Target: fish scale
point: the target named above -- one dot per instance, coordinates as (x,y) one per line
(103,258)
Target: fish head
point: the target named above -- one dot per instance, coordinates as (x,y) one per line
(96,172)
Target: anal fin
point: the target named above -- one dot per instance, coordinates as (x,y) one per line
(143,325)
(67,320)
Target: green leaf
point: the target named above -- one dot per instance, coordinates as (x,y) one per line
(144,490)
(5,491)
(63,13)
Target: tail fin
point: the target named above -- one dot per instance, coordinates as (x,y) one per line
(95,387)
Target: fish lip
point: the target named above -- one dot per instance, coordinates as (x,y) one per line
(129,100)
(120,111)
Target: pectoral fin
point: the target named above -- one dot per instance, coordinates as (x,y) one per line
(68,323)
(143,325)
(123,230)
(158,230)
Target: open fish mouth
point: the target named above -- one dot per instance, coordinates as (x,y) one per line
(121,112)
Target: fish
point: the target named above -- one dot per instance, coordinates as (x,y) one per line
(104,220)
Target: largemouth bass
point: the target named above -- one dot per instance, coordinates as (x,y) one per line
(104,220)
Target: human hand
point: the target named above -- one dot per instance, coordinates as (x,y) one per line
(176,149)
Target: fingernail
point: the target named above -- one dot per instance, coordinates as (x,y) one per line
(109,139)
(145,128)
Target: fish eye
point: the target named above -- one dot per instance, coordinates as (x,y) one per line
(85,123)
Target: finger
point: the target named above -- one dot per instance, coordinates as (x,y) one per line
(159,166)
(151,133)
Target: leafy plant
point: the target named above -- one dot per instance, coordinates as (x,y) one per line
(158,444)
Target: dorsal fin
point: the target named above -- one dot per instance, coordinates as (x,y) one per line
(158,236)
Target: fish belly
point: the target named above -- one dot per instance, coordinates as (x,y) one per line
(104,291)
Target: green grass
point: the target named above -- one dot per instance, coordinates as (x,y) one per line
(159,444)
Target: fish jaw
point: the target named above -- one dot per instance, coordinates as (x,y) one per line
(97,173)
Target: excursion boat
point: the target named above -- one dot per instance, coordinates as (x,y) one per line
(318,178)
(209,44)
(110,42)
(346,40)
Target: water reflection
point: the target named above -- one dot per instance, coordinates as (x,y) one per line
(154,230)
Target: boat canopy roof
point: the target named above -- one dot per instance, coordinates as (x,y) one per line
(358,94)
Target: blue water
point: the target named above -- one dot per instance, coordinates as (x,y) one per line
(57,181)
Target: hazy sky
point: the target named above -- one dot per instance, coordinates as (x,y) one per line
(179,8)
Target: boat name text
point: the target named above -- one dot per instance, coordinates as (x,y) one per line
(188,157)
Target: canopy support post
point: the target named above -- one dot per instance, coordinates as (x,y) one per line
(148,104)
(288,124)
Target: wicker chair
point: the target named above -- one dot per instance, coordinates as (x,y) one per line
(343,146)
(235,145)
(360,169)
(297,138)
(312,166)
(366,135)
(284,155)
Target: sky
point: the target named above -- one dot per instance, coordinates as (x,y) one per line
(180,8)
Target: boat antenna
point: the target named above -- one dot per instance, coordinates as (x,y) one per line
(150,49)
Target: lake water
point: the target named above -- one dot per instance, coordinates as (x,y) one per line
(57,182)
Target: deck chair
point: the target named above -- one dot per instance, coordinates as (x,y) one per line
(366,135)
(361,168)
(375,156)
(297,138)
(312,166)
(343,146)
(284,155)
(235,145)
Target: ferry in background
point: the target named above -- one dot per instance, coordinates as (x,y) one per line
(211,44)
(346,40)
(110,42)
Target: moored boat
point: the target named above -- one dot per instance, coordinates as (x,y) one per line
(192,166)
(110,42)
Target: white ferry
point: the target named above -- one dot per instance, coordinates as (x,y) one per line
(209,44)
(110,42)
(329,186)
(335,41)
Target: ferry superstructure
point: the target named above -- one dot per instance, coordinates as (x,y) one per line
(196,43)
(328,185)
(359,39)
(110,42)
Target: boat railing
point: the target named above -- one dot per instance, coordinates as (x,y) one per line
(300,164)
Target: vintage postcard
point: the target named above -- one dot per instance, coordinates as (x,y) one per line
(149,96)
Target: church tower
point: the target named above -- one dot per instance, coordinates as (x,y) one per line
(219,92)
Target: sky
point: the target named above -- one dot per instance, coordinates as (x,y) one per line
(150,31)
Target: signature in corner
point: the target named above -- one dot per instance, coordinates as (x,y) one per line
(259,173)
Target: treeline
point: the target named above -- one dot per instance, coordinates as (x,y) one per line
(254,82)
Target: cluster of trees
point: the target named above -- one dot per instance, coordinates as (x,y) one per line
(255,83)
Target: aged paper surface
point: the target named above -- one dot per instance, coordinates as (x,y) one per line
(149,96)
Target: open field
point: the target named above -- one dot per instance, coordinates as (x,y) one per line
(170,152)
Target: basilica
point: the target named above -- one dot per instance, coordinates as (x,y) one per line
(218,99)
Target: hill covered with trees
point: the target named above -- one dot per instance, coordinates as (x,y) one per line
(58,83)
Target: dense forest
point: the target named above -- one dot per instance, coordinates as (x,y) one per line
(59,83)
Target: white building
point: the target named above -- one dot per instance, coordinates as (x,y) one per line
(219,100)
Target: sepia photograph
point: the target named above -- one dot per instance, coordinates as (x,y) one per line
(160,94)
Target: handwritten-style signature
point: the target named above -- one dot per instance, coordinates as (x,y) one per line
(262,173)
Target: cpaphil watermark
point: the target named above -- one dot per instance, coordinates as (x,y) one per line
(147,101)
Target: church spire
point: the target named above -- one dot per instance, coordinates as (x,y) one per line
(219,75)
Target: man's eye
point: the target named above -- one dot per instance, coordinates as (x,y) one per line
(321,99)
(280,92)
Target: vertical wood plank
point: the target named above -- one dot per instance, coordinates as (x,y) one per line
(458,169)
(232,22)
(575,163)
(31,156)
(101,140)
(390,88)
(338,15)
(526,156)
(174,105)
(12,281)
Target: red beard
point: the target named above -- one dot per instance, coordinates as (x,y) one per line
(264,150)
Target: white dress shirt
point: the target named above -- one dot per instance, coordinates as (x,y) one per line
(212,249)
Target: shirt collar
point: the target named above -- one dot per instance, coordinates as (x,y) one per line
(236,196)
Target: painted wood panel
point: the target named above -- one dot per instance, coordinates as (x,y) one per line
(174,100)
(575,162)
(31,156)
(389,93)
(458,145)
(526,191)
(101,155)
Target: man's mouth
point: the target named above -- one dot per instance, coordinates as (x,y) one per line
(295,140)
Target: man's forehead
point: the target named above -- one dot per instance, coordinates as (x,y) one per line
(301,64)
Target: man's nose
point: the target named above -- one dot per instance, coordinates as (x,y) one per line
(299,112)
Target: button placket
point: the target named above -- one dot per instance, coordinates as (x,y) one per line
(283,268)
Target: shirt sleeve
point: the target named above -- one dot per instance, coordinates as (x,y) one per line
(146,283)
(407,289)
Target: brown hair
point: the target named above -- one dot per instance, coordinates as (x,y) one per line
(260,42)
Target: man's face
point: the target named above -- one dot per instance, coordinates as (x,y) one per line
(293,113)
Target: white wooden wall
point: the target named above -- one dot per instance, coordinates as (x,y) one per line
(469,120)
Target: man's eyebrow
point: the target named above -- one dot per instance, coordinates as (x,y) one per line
══════════
### GIVEN TASK
Set down all of the records above again, line for line, without changing anything.

### WORKED SOLUTION
Target: fish scale
point: the target named above -- one dot per instance, coordinates as (x,y) one per line
(103,258)
Target: fish head
point: the target named above -- one dot per instance, coordinates as (x,y) one per line
(96,172)
Target: anal fin
point: the target named above -- one dot per instance, coordinates as (x,y) one per line
(143,325)
(67,320)
Target: green leaf
point: the target named above -- one dot per instance, coordinates as (x,y) one per line
(144,490)
(5,491)
(63,13)
Target: tail fin
point: the target named above -- one dot per instance, coordinates as (x,y) one per line
(95,387)
Target: fish lip
point: the target named above -- one dot per instance, coordinates as (x,y) one per line
(129,100)
(120,111)
Target: pectoral fin
point: the target named above -- one dot per instance, coordinates as (x,y) one per line
(68,323)
(143,325)
(123,230)
(158,230)
Target: open fish mouth
point: the target named above -- one dot per instance, coordinates as (x,y) one per line
(121,112)
Target: fish
point: the target named above -- one dot per instance, coordinates as (x,y) one per line
(104,220)
Target: largemouth bass
point: the target named above -- one dot per instance, coordinates as (x,y) one per line
(104,220)
Target: human hand
point: the target named above -- one dot per instance, coordinates as (x,y) one per line
(176,149)
Target: fingernail
point: the target named above -- one dot per instance, coordinates as (x,y) one per line
(109,139)
(145,128)
Target: fish eye
point: the target named above -- one dot per instance, coordinates as (x,y) one per line
(85,123)
Target: finger
point: the target named above -- one dot per instance, coordinates as (x,y) one per line
(159,166)
(151,133)
Target: leafy plant
point: the target named above -- one dot per instance, coordinates as (x,y) one per line
(158,444)
Target: dorsal fin
point: the target named above -- one dot per instance, coordinates as (x,y) one per line
(158,236)
Target: fish belly
point: the target named above -- one dot per instance, coordinates as (x,y) one per line
(104,291)
Target: green grass
point: the target named above -- one dot per instance, coordinates as (x,y) one per line
(159,444)
Target: fish jaw
point: the target named above -- one dot per instance, coordinates as (x,y) one per line
(97,173)
Target: excursion boat
point: the target named above -- one dot per instance, coordinates as (x,y) one per line
(318,178)
(209,44)
(110,42)
(346,40)
Target: water reflection
point: the target named above -- one dot per instance, coordinates as (x,y) one per line
(154,230)
Target: boat canopy roof
point: the target named above -- one dot per instance, coordinates as (x,y) one per line
(358,94)
Target: blue water
point: the target named above -- one dot per instance, coordinates as (x,y) one per line
(57,181)
Target: hazy sky
point: the target named above -- one dot per instance, coordinates as (x,y) one per line
(179,8)
Target: boat name text
point: the target named above -- one dot per instance, coordinates as (x,y) one per line
(188,157)
Target: canopy support post
point: the target named above -- one dot per instance, coordinates as (x,y) one per line
(148,104)
(288,124)
Target: wicker chair
point: the target named above -- one dot per instance, coordinates as (x,y) one per line
(343,146)
(235,145)
(360,169)
(297,138)
(312,166)
(366,135)
(284,155)
Target: sky
point: the target named above -- one dot per instance, coordinates as (x,y) one per line
(180,8)
Target: boat antenna
point: the target named above -- one dot per instance, coordinates as (x,y) one per line
(150,49)
Target: lake water
point: the target named above -- one dot per instance, coordinates as (x,y) one per line
(57,182)
Target: deck chair
point: the target named above -- one dot per instance, coordinates as (x,y) one per line
(366,135)
(361,168)
(375,156)
(297,138)
(312,166)
(343,146)
(284,155)
(235,145)
Target: ferry in background
point: the target named above -- one dot per instance, coordinates as (x,y) one per line
(211,44)
(346,40)
(110,42)
Target: moored boat
point: the target named above -- one dot per instance, coordinates as (x,y) one per line
(192,166)
(110,42)
Target: white ferry
point: the target named above -- one dot per instance, coordinates as (x,y) one per line
(209,44)
(110,42)
(329,186)
(335,41)
Target: ferry superstructure
point: the target named above -- one dot per instance, coordinates as (x,y) one per line
(196,43)
(328,185)
(359,39)
(110,42)
Target: boat railing
point: the target named above -- one dot per instance, coordinates as (x,y) one per line
(300,164)
Target: vintage postcard
point: the target named above -- one dot per instance, coordinates as (x,y) one per line
(149,96)
Target: church tower
point: the target named above -- one dot per instance, coordinates as (x,y) one per line
(219,92)
Target: sky
point: the target named above -- one dot per instance, coordinates as (x,y) one per line
(150,31)
Target: signature in corner
point: the target named above -- one dot per instance, coordinates as (x,y) one per line
(259,173)
Target: treeline
point: the target named above -- one dot per instance, coordinates as (x,y) one per line
(254,82)
Target: cluster of trees
point: the target named above -- one dot per instance, coordinates as (x,y) one per line
(255,83)
Target: aged paper surface
point: the target named above -- one dot per instance, coordinates as (x,y) one per line
(149,96)
Target: open field
point: the target named above -- one dot per instance, coordinates as (x,y) one per line
(170,152)
Target: basilica
point: the target named above -- one dot per instance, coordinates as (x,y) one per line
(218,99)
Target: hill covered with trees
point: the target named above -- one dot per instance, coordinates as (x,y) one per line
(58,83)
Target: dense forest
point: the target named above -- one dot per instance, coordinates as (x,y) one per line
(59,83)
Target: white building
point: the target named above -- one dot per instance, coordinates as (x,y) one per line
(219,100)
Target: sepia photograph
point: the target named above -- one dot per instance, coordinates as (x,y) one per line
(160,94)
Target: handwritten-style signature
point: the target named above -- one dot per instance, coordinates as (x,y) one per line
(262,173)
Target: cpaphil watermark
point: the target named above -- one dot per instance, coordinates as (x,y) one per line
(147,101)
Target: church spire
point: the target named above -- one dot per instance, coordinates as (x,y) one per line
(219,75)
Target: man's eye
point: the target named above -- one dot per instance, coordinates as (x,y) one per line
(321,99)
(280,92)
Target: vertical wood plank
point: the target named above -- one dot per instance, coordinates as (x,y) one per line
(458,169)
(232,22)
(575,163)
(31,156)
(101,140)
(390,88)
(338,15)
(526,156)
(174,105)
(12,281)
Target: red beard
point: the target named above -- one dot per instance, coordinates as (x,y) one per line
(264,150)
Target: white dress shirt
point: the target named above -- one dot per instance, coordinates as (x,y) one per line
(212,249)
Target: shirt collar
point: the target named above -- one dot per instance, coordinates as (x,y) one per line
(236,196)
Target: painted wood panel
point: the target named above -- one dot per instance, coordinates as (x,y) one per line
(174,100)
(575,162)
(31,156)
(389,93)
(458,145)
(526,191)
(101,155)
Target: man's mouth
point: the target named above -- one dot per instance, coordinates as (x,y) one per line
(295,140)
Target: man's forehead
point: the target named above -- one dot per instance, coordinates as (x,y) one per line
(301,64)
Target: man's nose
point: the target named above -- one dot per instance, coordinates as (x,y) one per line
(299,112)
Target: button placket
point: the target named above -- one dot per instance, coordinates as (x,y) one per line
(283,268)
Target: shirt sleeve
point: the target named above -- one dot per instance, coordinates as (x,y) one per line
(146,283)
(407,289)
Target: brown hair
point: the target named above -- one dot per instance, coordinates as (x,y) one per line
(260,42)
Target: man's face
point: the target named above -- one dot per instance, coordinates as (x,y) one per line
(293,113)
Target: white wooden wall
point: the target named above -- one dot per instance, coordinates as (x,y) one per line
(469,120)
Target: man's eyebrow
point: the target named above -- one dot per instance, coordinates as (x,y) one per line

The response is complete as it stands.